# [EXERCISE GOAL]
Repeat each entry word for word.
[AVAILABLE DATA]
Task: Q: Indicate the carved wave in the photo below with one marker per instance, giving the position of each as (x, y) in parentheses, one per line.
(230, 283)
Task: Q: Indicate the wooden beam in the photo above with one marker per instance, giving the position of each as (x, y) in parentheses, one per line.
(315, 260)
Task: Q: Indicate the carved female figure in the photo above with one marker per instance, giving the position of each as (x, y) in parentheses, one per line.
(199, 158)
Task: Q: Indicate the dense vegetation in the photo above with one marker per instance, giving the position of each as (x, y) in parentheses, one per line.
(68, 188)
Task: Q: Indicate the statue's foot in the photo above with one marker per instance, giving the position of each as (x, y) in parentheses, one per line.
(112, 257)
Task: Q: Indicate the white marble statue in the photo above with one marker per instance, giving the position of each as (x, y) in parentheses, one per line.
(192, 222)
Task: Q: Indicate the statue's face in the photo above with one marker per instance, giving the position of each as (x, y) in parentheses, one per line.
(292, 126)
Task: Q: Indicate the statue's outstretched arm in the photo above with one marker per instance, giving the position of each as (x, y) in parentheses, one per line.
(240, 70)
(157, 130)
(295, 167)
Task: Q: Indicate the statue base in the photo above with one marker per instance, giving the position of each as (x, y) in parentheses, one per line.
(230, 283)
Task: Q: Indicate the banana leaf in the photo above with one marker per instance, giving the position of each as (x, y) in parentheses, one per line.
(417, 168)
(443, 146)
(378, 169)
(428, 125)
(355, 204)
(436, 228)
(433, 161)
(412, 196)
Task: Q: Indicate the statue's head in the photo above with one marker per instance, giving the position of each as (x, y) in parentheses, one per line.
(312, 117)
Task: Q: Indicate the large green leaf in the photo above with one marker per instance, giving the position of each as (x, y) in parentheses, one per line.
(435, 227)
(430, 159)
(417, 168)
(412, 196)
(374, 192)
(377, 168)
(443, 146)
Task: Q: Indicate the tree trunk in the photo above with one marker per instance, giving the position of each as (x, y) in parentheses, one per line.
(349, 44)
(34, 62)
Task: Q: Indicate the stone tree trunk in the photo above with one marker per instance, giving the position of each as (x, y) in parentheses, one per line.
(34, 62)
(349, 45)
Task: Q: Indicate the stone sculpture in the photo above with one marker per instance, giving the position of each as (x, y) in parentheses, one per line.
[/AVAILABLE DATA]
# [ANSWER TO THIS PROBLEM]
Task: Q: Indicate the carved wave in the photo below with one marker per instance, giving the position of each as (x, y) in parentheses, one per line.
(230, 283)
Task: Q: Indicate the wooden beam in the photo above with one marker per instance, giving the position of each as (x, y) in parentheses, one per line.
(315, 260)
Task: Q: Indicate the carved female figure in the photo above with one marker per instance, giving the position of each as (x, y) in parentheses, one per line.
(199, 158)
Task: Q: Indicate the dense vegetation in the photo above with one marker per instance, giving the position of each as (x, y) in parentheses, one per line.
(68, 188)
Task: Q: Indicate the statue's foot in the photo above with one marker per instance, giving the position of each as (x, y) in parentheses, one per line.
(112, 257)
Task: Q: Indicate the white marble statue in the photo above with one marker per instance, giving the position of each as (x, y) in parentheses, one per line.
(192, 222)
Task: Q: Indicate the statue's face in the photo above with one marker per instance, giving the position of each as (x, y) in parentheses, one per line.
(292, 126)
Task: Q: Indicate the statue's outstretched arm in the photo above with one marker per instance, giving the position of each as (x, y) in parentheses, one per line.
(240, 70)
(157, 130)
(295, 167)
Task: Q: Indicate the statue base in the photo above with one marker per instance, giving the position of each as (x, y) in parentheses, one per line.
(230, 283)
Task: Q: Indicate the banana leaf in the photo above with one marker per instance, giving the position of each as (x, y) in parentheses, one per line.
(417, 168)
(443, 146)
(378, 169)
(428, 125)
(355, 204)
(436, 228)
(433, 161)
(412, 196)
Task: Q: Indicate the statue's head in the photo above with one marker per instance, giving the position of each as (x, y) in parentheses, one per line.
(312, 117)
Task: Q: Indicate the large green leaf in the photo above with one marker per instance, giving the position of each as (x, y) in parentheses, one per line.
(435, 227)
(430, 159)
(417, 168)
(412, 196)
(374, 192)
(377, 168)
(443, 146)
Task: Q: Indicate the tree trunk in the photo above with one marker per instance, giving the position of each as (x, y) in parentheses, one per line.
(349, 44)
(34, 62)
Task: Q: Indicate the stone tree trunk in the photo above with one marker per instance, giving the position of each as (x, y) in parentheses, one per line.
(34, 62)
(349, 45)
Task: Q: Indicate the stone sculpture in the photo above with one marker per instance, giving the position of each as (x, y) in parentheses, one per line.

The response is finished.